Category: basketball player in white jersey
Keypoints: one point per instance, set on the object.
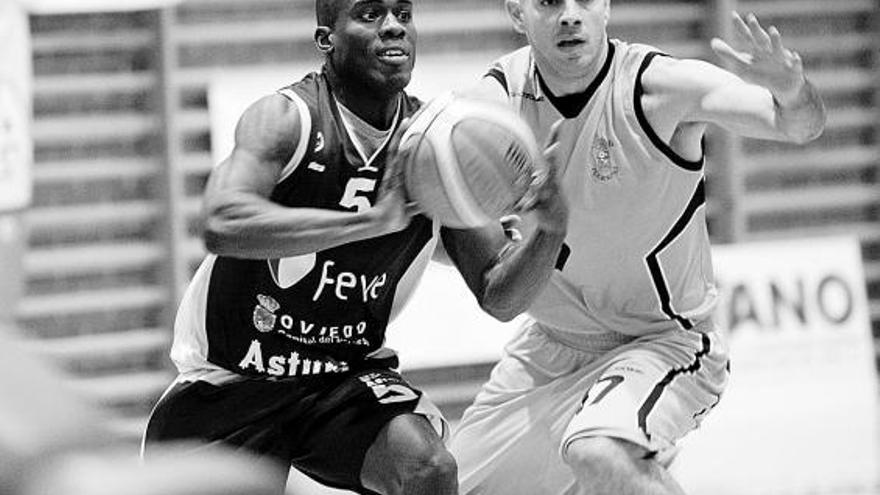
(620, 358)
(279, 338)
◇ ◇ ◇ ◇ ◇
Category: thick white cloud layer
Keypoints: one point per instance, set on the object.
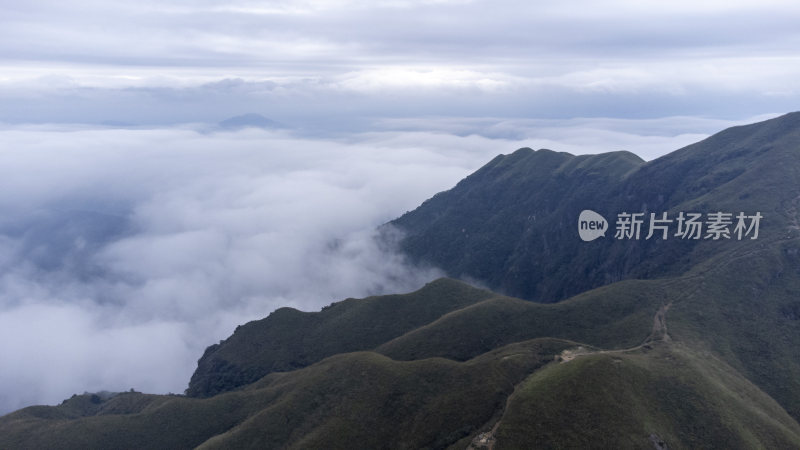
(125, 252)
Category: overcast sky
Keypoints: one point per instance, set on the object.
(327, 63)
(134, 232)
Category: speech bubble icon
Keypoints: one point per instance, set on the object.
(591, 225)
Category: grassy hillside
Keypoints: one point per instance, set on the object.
◇ ◇ ◇ ◇ ◇
TASK PROMPT. Locate each line in the records above that contains the string "white", treating uppercase and lowercase as different, and copy out every such line in full.

OUTPUT.
Category: basketball player in white jersey
Category: thick white cloud layer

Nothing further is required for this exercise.